## What the task requires
Copy the entries below line for line, changing nothing.

■ ■ ■

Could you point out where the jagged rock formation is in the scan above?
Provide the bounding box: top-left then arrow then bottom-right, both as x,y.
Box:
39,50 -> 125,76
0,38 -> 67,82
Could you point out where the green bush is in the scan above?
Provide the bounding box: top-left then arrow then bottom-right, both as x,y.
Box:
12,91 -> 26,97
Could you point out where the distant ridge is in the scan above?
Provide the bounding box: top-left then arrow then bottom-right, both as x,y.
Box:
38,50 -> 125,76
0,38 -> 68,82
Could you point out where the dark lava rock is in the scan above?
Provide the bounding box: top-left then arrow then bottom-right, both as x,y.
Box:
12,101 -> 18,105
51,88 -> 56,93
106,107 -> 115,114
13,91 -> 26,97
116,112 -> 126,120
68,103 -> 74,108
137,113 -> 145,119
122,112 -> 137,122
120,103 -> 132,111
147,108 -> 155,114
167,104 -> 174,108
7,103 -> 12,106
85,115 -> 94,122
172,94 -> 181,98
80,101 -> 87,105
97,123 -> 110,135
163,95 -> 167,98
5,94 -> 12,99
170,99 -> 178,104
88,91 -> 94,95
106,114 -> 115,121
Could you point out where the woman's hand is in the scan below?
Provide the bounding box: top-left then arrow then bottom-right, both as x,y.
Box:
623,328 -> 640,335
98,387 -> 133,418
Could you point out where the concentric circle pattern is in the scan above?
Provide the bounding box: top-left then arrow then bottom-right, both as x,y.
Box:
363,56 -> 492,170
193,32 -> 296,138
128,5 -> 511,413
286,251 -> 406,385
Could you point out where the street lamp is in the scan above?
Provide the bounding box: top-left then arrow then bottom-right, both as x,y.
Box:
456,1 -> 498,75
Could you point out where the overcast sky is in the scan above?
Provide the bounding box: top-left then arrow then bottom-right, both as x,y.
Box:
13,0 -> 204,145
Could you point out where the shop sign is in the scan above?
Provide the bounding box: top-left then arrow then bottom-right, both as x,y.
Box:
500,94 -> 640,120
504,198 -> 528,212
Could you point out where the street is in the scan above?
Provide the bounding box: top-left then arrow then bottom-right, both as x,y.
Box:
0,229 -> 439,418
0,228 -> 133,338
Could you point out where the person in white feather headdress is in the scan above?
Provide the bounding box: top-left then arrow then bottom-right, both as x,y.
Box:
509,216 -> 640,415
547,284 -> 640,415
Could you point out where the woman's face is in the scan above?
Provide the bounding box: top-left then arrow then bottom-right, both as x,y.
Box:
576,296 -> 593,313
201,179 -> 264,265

■ ■ ■

## Answer below
Could you point out where the jagged rock formation is in the scan above?
Provide the bounding box: top-left then arrow then bottom-right, both as x,y.
Box:
39,50 -> 125,76
0,38 -> 67,82
Could you point out where the green bush is in the scan above?
Provide the bounding box: top-left then arrow then bottom-right, both as x,y.
Box:
12,91 -> 26,97
Could you point out where the distant ridge is in the scan above?
Provide the bounding box: top-left then arrow then bottom-right, both as x,y.
Box:
38,50 -> 125,76
0,38 -> 68,82
Could you point out where the dark lava rock is in the scan above?
Provide the bounding box: top-left then arrow then bottom-right, both as x,y.
Box:
12,101 -> 18,105
51,88 -> 56,93
106,107 -> 115,114
13,91 -> 26,97
116,112 -> 126,120
68,103 -> 74,108
137,113 -> 145,119
122,112 -> 137,122
120,103 -> 132,111
147,108 -> 155,114
167,104 -> 174,108
7,103 -> 12,106
85,115 -> 94,122
172,94 -> 181,98
80,101 -> 87,105
97,123 -> 110,135
163,95 -> 167,98
5,94 -> 12,99
170,99 -> 178,104
88,91 -> 94,95
106,114 -> 115,121
Could you point out where the woman's hand is in the scan below?
Provide the bounding box: top-left then arrow then bottom-right, both as x,y.
Box:
623,328 -> 640,335
98,387 -> 133,418
Could you point out where the concentric circle pattern is in the scan above?
Provide the bounding box: top-left then arrow then bottom-right, both as x,y.
Box:
363,56 -> 492,170
193,32 -> 296,138
128,5 -> 511,413
286,251 -> 406,385
Could you point out where the street lamp is in the scan above?
Provide the bounding box: top-left then arrow then bottom-right, both as x,y.
Box:
456,1 -> 498,75
Could you point out where the overcast sky is in the scan above?
Provide the bounding box: top-left then arrow then bottom-right, both as x,y.
Box:
13,0 -> 204,145
Could you point out where the shop sign is in the scan above?
Provide the bounding box: top-left then arrow then bottom-right, both as x,y.
Box:
500,94 -> 640,120
504,198 -> 528,212
Could you point out where the street is in the scan above?
Provide the bounding box: top-left then arrow then bottom-right, both as x,y.
Box:
0,229 -> 439,418
0,228 -> 133,338
Could you point out where the person in white feather headdress is in the scan above?
Provide the bounding box: top-left then arrow then bottom-right, both as x,y.
Box:
509,216 -> 640,415
547,284 -> 640,415
Could you point out where the woman's face is in the scan above?
Provide the bounding box: top-left then arrow then bottom-right, both as x,y.
Box:
576,296 -> 593,313
201,179 -> 264,265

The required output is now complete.